→ 本文:
======

[資源・新興国通貨11/11~15のポイント&注目通貨] 豪経済指標で市場のRBA金融政策見通しに変化は!?

著者:八代和也
投稿:2024/11/11 15:05

今週のポイント

豪ドル/米ドルやNZドル/米ドル、米ドル/カナダドルは米ドル側の材料、例えばトランプ氏の政策をめぐるニュース・米国の経済指標・長期金利(10年物国債利回り)の動向などに反応しやすい地合いになりそうです。米長期金利が上昇するなどして米ドルが全般的に堅調に推移すれば、豪ドル/米ドルやNZドル/米ドルには下落圧力が、米ドル/カナダドルには上昇圧力が加わると考えられます。

メキシコペソに関しては、トランプ次期大統領の政策をめぐるニュースには特に注意が必要かもしれません。トランプ次期大統領は大統領選挙戦中に、“大統領に返り咲けばメキシコから輸入する自動車すべてに対して高い関税を課す”との考えを示したからです(税率を200%以上とする可能性にも言及しました)。メキシコに対する高率関税への懸念が強まる場合、メキシコペソ安圧力が加わる可能性があります。

======

→ データの行:
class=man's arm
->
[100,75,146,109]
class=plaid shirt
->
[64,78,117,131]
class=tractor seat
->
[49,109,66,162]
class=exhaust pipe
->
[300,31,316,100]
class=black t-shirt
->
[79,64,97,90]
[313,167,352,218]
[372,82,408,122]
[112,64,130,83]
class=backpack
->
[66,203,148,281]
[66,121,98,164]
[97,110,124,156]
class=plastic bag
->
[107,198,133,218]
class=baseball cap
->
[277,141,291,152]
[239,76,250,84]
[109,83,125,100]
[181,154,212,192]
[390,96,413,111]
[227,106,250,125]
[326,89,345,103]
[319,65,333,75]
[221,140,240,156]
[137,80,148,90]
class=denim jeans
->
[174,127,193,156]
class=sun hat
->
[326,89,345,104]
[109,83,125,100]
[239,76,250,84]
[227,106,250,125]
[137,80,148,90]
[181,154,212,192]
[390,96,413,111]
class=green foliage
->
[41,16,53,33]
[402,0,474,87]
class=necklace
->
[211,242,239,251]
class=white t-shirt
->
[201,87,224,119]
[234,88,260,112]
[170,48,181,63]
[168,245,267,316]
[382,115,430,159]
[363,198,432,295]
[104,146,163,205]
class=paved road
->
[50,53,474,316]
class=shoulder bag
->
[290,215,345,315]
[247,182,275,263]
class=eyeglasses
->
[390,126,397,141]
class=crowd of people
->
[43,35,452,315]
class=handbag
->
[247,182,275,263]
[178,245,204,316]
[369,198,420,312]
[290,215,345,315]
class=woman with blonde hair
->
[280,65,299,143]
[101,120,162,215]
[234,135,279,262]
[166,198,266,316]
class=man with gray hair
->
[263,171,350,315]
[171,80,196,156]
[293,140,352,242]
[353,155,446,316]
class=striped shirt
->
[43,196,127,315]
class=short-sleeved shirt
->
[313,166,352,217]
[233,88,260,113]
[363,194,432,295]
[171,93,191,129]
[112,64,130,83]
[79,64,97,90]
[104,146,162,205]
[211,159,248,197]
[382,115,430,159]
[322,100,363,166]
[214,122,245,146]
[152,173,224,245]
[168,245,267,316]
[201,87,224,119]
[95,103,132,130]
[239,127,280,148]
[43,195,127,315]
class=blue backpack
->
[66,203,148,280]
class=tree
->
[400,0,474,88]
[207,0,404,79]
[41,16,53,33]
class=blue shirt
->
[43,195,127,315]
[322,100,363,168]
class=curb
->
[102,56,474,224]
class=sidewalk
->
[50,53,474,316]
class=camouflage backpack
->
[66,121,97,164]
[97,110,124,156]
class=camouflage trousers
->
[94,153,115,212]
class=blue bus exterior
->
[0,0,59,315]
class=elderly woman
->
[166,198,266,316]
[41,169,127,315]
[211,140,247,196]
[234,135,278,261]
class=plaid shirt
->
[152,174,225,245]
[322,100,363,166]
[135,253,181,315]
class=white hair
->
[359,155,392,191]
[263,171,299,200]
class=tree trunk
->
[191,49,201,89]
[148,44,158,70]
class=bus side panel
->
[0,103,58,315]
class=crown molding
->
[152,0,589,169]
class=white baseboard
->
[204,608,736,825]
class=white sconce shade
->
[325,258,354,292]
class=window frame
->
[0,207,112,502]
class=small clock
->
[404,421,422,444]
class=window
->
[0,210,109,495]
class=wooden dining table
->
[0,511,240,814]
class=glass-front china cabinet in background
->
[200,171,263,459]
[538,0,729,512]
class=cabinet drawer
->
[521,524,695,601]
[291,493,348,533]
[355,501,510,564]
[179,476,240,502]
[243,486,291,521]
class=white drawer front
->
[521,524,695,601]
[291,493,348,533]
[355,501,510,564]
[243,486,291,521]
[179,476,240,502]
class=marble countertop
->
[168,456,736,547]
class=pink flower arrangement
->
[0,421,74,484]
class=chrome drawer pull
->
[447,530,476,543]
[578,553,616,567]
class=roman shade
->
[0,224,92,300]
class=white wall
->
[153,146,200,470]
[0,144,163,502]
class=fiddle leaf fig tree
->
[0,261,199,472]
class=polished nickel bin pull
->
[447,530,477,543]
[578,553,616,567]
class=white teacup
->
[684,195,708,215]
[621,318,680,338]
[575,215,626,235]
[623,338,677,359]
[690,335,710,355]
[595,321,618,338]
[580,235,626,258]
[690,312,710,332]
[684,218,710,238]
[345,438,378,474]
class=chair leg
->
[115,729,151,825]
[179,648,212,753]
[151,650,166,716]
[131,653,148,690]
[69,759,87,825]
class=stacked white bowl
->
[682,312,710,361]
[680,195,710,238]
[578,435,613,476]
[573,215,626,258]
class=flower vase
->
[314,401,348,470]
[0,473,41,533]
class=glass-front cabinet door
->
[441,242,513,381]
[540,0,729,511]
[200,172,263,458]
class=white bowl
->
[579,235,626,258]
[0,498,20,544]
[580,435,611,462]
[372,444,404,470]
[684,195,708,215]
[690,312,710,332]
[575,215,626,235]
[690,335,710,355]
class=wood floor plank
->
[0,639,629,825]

======

→ 課題: 本文のうち「豪ドル/米ドルやNZドル/米ドル、米ドル」から「力が加わる可能性があります。」までの部分を、一字も変えずに書き出しなさい。

→ 解答:
豪ドル/米ドルやNZドル/米ドル、米ドル/カナダドルは米ドル側の材料、例えばトランプ氏の政策をめぐるニュース・米国の経済指標・長期金利(10年物国債利回り)の動向などに反応しやすい地合いになりそうです。米長期金利が上昇するなどして米ドルが全般的に堅調に推移すれば、豪ドル/米ドルやNZドル/米ドルには下落圧力が、米ドル/カナダドルには上昇圧力が加わると考えられます。

メキシコペソに関しては、トランプ次期大統領の政策をめぐるニュースには特に注意が必要かもしれません。トランプ次期大統領は大統領選挙戦中に、“大統領に返り咲けばメキシコから輸入する自動車すべてに対して高い関税を課す”との考えを示したからです(税率を200%以上とする可能性にも言及しました)。メキシコに対する高率関税への懸念が強まる場合、メキシコペソ安圧力が加わる可能性があります。